[START ARTICLE]
# Toping off carboy for peach & ginger mead



## Ben Brewcat (Oct 27, 2004)

How big is the batch (how much diluent is a pint)?

Peach liquer maybe!


----------



## DC Bees (Sep 24, 2009)

It is a five gallon batch and the liquid is at the very top ring of the carboy.My guess is about a pint of liquid would be enough.I was thinking about the same thing but i do not want to raise the alcohol to high!


----------



## Ben Brewcat (Oct 27, 2004)

Well, a pint in 5 gallons is what, around a 3% diluent... even if it were 200 proof it'll virtually disappear, especially in a mead of any respectable strength . Usually they're around 40 proof or 20% ETOH, so it'll be a VERY modest addition of alcohol and sugar.

Or just dilute some honey to must gravity.


----------



## nursebee (Sep 29, 2003)

I question your need to top off the carboy. If one aims to top off a carboy it is a task best prepared for from the start with extra must/wort/solution/juice. I do not prepare for this and have head space in all my carboys. An alternative would be to use a CO2 tank (or nitrous) to blow out the top prior to putting the bung or airlock on.


----------



## Vance G (Jan 6, 2011)

A sliver of dry ice from any grocery store here would work too IF your fermentation lock stays intact and full.


----------



## slickbrightspear (Jan 9, 2009)

I use glass marbles to top up they take up space and do not dilute the mead or wine depending


----------



## seal62 (Apr 17, 2011)

I wouldnt worry about a pint . If you have a air lock on and just a bit of fermentation it will expell the air .


----------
[END ARTICLE]
[START RECORDS PROVIDED]
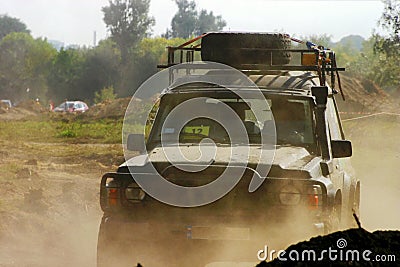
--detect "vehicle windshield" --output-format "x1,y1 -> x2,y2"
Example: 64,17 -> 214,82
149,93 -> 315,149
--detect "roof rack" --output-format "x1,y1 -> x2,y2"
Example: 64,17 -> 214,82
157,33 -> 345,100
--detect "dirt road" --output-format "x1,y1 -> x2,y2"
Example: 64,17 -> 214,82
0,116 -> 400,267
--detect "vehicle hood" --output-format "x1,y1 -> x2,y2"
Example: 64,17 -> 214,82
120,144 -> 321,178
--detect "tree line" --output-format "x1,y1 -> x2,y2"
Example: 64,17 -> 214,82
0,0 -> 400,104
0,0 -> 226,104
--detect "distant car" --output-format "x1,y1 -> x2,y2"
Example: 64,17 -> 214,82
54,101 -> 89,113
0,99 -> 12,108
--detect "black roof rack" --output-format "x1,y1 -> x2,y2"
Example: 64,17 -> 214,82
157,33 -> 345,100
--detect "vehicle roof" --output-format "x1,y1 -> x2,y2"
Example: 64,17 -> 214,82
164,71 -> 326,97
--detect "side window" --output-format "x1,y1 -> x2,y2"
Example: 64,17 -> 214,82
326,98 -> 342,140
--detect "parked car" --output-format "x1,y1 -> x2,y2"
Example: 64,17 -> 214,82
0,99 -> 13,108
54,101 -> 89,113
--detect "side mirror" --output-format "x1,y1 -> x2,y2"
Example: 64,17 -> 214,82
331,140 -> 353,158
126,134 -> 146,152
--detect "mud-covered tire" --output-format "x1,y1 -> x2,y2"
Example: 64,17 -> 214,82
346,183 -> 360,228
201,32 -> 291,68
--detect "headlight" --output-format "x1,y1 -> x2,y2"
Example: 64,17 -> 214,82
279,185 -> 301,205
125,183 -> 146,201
[END RECORDS PROVIDED]
[START RECORDS PROVIDED]
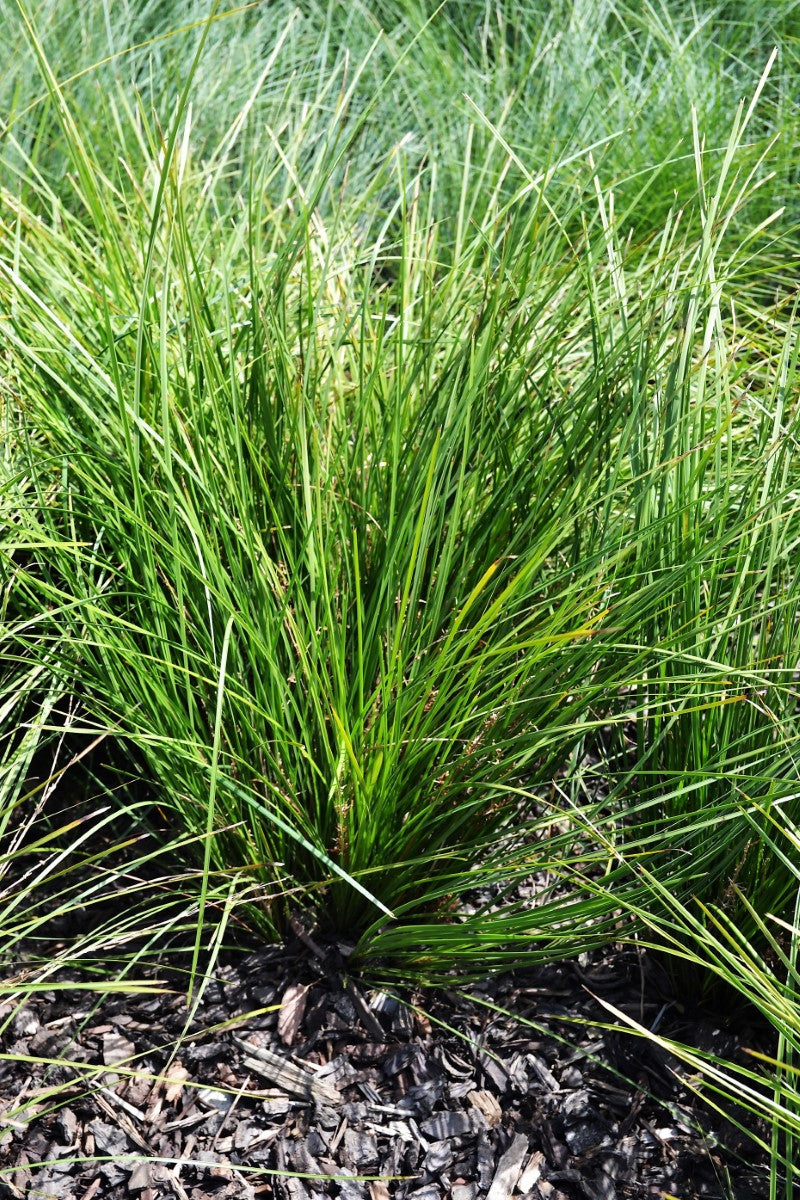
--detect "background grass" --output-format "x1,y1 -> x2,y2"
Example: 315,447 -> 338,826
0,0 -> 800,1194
[END RECORDS PROVIDED]
## PROBLEMS
1 – List each distinct username that posted in the forum thread on topping off a carboy, with each name given once.
2 – Reproduce the forum thread word for word, everything from "I question your" down to "or airlock on.".

## OUTPUTS FOR THE TASKS
1 –
Ben Brewcat
DC Bees
nursebee
Vance G
slickbrightspear
seal62

2 –
I question your need to top off the carboy. If one aims to top off a carboy it is a task best prepared for from the start with extra must/wort/solution/juice. I do not prepare for this and have head space in all my carboys. An alternative would be to use a CO2 tank (or nitrous) to blow out the top prior to putting the bung or airlock on.